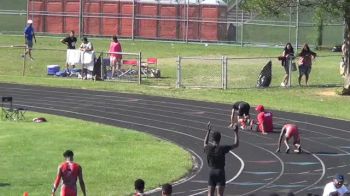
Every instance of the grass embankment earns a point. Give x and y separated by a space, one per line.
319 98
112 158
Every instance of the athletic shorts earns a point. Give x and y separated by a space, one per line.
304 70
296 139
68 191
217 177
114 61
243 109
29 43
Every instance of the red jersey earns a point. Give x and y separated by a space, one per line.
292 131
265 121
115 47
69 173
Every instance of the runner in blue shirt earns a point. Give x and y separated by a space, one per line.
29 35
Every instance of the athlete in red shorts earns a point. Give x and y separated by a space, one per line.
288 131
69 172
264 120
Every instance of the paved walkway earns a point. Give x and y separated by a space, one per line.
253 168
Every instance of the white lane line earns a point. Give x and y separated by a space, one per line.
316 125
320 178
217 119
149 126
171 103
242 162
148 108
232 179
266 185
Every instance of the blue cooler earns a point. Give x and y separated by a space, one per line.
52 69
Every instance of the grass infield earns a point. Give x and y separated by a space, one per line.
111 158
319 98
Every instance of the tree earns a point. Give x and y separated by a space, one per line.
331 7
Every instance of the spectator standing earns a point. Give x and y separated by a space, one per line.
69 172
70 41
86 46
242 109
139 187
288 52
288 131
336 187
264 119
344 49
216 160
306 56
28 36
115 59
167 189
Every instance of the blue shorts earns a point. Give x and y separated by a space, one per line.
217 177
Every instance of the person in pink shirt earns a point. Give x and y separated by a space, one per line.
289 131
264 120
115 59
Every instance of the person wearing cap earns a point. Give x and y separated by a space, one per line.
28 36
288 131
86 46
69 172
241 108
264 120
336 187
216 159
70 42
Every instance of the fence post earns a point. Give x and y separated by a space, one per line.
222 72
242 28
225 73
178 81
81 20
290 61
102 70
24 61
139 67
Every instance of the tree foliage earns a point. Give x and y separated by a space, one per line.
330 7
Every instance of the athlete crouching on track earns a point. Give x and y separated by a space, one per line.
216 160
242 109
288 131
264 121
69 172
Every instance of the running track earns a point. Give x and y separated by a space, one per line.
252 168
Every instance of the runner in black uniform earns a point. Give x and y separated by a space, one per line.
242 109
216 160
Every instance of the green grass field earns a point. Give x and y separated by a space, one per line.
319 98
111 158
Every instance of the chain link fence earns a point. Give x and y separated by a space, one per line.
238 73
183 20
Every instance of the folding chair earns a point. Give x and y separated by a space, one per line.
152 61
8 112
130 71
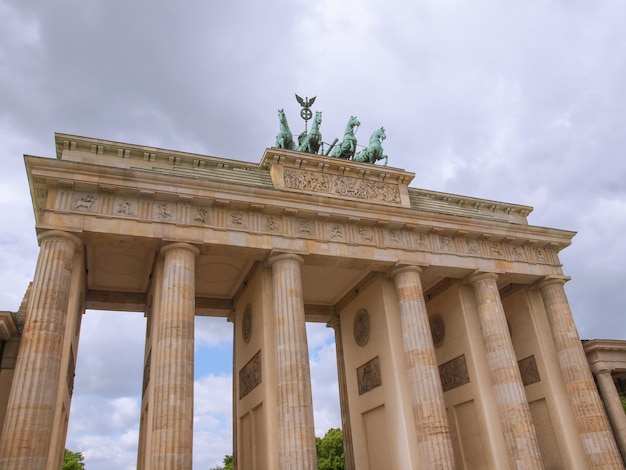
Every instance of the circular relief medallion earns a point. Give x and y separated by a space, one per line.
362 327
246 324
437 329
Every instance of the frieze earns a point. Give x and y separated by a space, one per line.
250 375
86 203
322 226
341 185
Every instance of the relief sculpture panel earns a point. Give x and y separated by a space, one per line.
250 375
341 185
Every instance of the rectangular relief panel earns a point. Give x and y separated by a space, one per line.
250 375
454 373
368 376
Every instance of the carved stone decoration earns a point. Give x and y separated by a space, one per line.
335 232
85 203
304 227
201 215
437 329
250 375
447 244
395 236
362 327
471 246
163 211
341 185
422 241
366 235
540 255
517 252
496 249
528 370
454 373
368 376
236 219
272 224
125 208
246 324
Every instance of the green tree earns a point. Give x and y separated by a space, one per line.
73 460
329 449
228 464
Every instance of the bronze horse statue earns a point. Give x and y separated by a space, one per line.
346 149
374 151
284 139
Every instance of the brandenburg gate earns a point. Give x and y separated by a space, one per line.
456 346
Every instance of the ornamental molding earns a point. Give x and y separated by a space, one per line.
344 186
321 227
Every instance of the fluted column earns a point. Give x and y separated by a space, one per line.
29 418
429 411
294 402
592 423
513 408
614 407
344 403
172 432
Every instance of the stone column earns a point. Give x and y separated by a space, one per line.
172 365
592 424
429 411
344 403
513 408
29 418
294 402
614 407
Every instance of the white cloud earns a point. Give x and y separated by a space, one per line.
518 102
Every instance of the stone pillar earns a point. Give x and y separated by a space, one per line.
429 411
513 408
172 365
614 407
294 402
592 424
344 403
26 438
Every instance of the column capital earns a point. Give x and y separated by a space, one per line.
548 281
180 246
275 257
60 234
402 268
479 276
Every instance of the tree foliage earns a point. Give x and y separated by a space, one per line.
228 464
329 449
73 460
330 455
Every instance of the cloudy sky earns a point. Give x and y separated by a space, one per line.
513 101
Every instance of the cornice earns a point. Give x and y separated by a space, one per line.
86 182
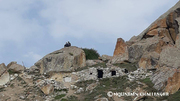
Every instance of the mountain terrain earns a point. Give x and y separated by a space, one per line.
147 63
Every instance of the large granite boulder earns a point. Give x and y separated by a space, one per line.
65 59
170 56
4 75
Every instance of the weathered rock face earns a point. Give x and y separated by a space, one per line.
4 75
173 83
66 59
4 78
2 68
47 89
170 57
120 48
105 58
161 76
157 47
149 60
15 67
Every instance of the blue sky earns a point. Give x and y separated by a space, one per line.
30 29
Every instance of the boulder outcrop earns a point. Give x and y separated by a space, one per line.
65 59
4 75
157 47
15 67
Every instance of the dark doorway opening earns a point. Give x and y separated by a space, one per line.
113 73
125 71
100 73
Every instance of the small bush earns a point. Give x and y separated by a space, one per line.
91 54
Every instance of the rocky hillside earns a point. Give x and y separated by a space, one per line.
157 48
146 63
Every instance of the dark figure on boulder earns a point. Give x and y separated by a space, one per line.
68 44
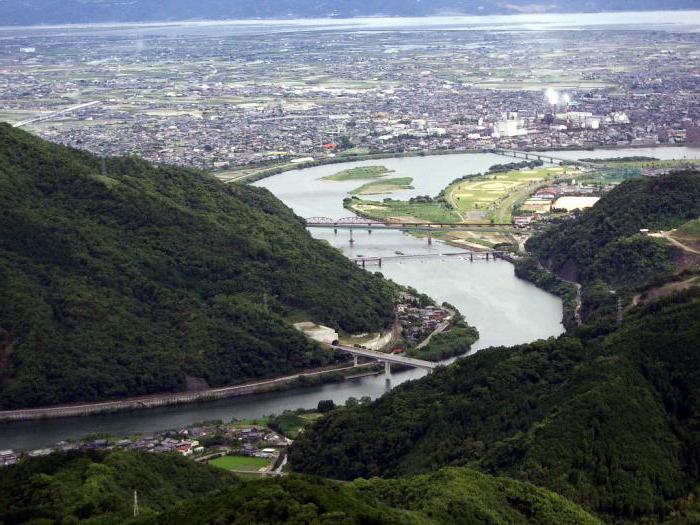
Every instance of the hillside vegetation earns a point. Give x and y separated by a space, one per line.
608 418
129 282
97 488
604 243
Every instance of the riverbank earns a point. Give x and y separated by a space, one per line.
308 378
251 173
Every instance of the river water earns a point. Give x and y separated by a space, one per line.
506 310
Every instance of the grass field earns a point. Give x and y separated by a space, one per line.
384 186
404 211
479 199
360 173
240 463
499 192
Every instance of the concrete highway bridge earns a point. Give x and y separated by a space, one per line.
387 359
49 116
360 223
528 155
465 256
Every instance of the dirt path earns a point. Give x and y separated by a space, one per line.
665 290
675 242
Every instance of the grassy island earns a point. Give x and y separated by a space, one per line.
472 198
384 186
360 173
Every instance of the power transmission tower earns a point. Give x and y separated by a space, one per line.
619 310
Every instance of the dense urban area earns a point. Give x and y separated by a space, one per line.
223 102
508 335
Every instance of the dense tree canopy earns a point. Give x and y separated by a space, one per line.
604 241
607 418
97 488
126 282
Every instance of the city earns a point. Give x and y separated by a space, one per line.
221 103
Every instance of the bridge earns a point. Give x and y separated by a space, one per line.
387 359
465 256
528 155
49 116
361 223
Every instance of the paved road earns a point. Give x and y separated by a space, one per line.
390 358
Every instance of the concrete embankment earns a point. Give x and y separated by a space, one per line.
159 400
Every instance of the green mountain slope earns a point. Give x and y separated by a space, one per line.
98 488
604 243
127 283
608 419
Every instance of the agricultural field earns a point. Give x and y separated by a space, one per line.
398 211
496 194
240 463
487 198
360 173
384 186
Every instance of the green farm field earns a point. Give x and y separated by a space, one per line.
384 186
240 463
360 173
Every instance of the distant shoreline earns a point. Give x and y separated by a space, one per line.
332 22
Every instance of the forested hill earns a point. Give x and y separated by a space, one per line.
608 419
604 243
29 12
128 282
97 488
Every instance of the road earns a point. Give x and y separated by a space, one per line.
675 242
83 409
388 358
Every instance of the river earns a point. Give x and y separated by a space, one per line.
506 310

==========

■ Assignment: Reproduce exactly every line between the line with "Every instance of the grassy" and the last line of the records above, both included.

■ Result:
Every instance of the grassy island earns a point. Give x and y separated by a space, one per line.
472 198
384 186
360 173
Every instance of the power transmission tower earns a point. Give x and y separated by a space, one per line.
619 310
Every instance of the dense urban area earns a point. Give x and y separated by a space, one per line.
223 102
508 335
Every instance of the dense tree canopy earns a point. Give x and y separated by a space, one per line.
604 241
607 418
97 488
126 282
Every instance of the city earns a point. Give x and y separated by a space, one per line.
221 103
Every instance of the bridge earns a point. Give x and y separated by a space, one per line.
387 359
465 256
528 155
49 116
361 223
Every instance of the paved road earns a point. Give x and y separated by a space, one per line.
390 358
Every instance of the concrete embankment earns a point. Give x and y separated by a space, one per line.
159 400
Every instance of the green mountain slope earns a point. Give x and y separated by a space, one per line.
98 488
604 243
127 283
608 419
Every instance of the agricultural field earns a point. Give x and y separated by a space, one per line.
398 211
496 194
240 463
487 198
360 173
384 186
Every instance of the green farm field earns a point. Give x and y separated by a space, one per line.
384 186
240 463
360 173
Every instance of the distant shoreline earns a point. Give x and y separated by a space, one per line.
332 22
Every instance of the forested hill earns a point. Give x and y separated by a space, one per line.
608 419
604 243
29 12
128 282
97 488
Every instance of the road earns a point. Give x and y separated by a space, one per line.
675 242
83 409
388 358
Every instance of the river earns a point. Give x and y separated by a space, one per line.
506 310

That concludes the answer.